··· Provided records ···

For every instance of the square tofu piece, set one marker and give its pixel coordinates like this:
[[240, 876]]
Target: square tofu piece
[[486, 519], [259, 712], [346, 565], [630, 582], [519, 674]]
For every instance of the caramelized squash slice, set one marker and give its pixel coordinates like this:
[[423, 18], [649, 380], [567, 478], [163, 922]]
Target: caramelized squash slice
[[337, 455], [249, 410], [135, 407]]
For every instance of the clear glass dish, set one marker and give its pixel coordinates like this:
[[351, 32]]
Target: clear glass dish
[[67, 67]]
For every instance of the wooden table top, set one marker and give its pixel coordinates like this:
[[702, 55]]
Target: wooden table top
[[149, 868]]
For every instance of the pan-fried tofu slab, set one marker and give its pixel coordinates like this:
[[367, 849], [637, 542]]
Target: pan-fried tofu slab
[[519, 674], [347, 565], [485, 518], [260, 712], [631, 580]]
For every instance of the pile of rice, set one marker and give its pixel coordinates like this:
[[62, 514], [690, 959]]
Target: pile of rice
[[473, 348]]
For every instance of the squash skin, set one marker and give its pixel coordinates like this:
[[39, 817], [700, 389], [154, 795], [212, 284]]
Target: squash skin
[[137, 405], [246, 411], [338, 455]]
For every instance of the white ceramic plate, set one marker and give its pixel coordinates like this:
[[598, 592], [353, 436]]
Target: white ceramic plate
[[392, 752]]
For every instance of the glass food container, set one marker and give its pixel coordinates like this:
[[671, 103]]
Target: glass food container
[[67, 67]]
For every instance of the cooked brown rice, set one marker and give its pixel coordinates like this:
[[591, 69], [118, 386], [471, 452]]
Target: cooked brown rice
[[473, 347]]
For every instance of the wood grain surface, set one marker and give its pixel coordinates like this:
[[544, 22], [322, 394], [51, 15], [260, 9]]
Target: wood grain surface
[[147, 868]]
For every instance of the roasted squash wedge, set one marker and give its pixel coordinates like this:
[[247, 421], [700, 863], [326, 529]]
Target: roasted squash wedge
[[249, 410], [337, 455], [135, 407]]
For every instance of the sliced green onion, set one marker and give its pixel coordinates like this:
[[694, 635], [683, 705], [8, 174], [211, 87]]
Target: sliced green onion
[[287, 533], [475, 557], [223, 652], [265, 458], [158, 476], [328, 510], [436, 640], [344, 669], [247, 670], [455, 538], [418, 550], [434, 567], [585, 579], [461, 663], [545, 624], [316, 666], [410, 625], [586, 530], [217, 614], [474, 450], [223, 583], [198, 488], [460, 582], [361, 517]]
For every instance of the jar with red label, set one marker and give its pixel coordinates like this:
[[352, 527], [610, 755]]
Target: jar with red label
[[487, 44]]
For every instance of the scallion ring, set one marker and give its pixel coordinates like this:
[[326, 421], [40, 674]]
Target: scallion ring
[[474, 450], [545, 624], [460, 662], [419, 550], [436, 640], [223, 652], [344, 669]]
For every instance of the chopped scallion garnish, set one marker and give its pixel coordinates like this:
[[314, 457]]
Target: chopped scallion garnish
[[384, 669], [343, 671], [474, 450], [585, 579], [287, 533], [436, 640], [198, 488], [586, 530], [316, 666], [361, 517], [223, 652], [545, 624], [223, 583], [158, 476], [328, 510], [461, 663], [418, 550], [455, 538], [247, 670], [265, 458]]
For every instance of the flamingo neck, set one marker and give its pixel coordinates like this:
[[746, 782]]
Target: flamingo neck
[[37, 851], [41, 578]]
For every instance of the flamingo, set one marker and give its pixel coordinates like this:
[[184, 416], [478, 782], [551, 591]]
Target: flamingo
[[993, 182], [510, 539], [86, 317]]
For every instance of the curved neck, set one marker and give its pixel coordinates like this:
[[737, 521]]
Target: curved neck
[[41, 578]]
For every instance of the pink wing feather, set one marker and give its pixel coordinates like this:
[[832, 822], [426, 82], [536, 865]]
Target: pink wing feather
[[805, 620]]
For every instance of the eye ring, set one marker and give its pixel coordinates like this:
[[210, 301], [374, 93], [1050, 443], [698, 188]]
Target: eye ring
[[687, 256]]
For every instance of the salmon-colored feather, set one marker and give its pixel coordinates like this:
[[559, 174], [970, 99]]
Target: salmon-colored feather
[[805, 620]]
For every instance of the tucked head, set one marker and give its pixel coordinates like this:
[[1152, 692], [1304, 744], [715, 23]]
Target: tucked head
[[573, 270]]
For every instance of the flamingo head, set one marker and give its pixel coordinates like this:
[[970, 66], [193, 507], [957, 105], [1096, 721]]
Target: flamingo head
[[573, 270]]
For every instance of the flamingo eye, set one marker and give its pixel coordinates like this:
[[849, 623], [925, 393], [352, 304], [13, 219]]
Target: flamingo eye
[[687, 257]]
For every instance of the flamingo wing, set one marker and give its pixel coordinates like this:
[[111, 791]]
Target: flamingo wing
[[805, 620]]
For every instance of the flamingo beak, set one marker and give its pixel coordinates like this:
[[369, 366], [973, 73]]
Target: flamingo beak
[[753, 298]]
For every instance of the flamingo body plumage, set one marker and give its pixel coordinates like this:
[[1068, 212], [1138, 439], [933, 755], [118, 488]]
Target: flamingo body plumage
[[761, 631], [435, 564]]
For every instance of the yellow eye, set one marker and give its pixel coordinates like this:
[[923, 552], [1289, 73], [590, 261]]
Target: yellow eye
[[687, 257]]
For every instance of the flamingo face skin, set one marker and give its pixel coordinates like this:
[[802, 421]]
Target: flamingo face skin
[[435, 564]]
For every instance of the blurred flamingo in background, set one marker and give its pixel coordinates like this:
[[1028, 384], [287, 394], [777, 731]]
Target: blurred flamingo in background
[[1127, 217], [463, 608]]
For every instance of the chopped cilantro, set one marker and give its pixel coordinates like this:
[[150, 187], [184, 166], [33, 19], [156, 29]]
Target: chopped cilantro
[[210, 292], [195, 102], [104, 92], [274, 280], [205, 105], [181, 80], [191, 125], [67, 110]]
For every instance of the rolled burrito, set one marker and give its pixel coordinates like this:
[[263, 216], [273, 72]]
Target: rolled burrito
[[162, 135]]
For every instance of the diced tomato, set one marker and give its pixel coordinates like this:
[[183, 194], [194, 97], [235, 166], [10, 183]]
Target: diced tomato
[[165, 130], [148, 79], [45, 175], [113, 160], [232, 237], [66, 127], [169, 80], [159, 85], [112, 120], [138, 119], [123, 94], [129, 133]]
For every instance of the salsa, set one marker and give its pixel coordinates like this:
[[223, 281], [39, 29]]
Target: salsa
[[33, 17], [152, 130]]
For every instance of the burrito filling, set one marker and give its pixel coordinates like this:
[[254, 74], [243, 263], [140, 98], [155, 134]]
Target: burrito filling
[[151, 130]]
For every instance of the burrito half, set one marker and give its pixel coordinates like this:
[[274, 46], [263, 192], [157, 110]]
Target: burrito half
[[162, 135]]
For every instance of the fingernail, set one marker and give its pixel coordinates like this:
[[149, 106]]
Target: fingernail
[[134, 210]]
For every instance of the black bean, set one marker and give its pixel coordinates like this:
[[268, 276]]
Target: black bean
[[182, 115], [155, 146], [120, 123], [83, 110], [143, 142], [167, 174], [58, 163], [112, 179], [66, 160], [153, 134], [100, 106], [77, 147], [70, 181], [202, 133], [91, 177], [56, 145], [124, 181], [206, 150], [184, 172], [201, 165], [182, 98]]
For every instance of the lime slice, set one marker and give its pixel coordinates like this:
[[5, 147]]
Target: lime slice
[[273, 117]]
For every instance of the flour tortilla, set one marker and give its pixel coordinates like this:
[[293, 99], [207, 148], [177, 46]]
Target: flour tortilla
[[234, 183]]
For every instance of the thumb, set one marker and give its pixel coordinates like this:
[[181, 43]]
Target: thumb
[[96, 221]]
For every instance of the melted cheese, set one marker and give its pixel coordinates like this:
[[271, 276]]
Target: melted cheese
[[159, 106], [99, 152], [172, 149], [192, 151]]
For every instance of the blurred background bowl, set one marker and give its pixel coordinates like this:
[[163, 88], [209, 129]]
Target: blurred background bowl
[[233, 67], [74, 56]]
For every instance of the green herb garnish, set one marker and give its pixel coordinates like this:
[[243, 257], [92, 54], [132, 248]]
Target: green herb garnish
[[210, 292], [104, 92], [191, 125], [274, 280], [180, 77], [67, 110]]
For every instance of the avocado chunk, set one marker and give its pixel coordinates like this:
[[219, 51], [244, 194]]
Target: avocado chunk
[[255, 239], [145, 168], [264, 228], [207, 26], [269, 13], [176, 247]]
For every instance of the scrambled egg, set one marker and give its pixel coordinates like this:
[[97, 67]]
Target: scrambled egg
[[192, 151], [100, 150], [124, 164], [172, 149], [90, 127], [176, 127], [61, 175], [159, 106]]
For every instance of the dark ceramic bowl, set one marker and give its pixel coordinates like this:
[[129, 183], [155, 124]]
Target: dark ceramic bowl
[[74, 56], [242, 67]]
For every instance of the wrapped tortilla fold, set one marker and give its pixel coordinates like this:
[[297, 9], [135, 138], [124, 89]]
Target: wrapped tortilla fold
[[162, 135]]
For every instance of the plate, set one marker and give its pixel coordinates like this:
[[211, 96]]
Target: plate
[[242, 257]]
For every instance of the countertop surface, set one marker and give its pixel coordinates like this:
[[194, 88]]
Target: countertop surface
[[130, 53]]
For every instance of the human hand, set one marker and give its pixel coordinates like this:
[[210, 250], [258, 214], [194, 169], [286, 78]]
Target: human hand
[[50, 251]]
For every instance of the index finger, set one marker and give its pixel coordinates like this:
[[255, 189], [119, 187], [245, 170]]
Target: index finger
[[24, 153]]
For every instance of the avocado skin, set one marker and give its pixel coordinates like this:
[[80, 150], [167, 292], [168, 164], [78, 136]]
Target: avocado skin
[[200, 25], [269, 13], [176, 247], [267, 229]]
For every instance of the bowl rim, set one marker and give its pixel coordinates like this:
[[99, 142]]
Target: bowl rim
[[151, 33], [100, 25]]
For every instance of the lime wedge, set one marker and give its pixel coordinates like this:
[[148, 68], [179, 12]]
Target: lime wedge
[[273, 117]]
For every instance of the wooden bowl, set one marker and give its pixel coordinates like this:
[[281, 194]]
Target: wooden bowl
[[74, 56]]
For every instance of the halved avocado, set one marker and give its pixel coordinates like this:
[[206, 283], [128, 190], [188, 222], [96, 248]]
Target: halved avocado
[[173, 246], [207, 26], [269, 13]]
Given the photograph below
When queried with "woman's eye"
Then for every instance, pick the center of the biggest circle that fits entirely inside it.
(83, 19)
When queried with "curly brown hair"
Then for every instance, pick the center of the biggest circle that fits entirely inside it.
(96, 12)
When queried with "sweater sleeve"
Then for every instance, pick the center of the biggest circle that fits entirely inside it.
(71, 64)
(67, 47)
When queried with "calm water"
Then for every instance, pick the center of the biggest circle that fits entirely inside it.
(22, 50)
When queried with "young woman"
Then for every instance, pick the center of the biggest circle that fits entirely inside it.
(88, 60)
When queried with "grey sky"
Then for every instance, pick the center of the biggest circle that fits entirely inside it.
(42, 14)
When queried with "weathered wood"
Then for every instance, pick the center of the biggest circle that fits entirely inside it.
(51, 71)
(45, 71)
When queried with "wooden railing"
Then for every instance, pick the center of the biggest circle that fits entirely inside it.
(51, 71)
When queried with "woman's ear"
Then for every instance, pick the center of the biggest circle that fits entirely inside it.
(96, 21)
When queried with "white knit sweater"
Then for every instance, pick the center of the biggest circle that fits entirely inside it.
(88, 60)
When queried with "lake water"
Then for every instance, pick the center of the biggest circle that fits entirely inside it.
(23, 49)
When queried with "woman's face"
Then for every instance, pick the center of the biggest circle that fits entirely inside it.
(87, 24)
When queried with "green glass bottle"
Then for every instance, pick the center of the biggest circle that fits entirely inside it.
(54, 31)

···

> _Exercise directions_: Only certain lines are wanted. Please return exactly those from the top of the data through the line with "[[367, 849], [637, 542]]".

> _Response area_:
For every instance of the square tofu piece, set one marker and give its pixel coordinates like this:
[[240, 876]]
Target: square tofu piece
[[486, 519], [259, 712], [346, 565], [630, 582], [519, 674]]
For every instance of the caramelized squash slice, set one marker and give its pixel coordinates like this:
[[423, 18], [649, 380], [567, 478], [163, 922]]
Target: caramelized squash slice
[[337, 455], [249, 410], [135, 407]]
For every instance of the clear glass dish, set one marker and give its pixel coordinates like this:
[[351, 32]]
Target: clear glass dish
[[67, 67]]
For every instance of the wooden table top, set one marker and give its pixel coordinates like this:
[[702, 55]]
Target: wooden table top
[[149, 868]]
For every instance of the pan-fried tofu slab, set one marker and give its pixel coordinates like this:
[[367, 849], [637, 542]]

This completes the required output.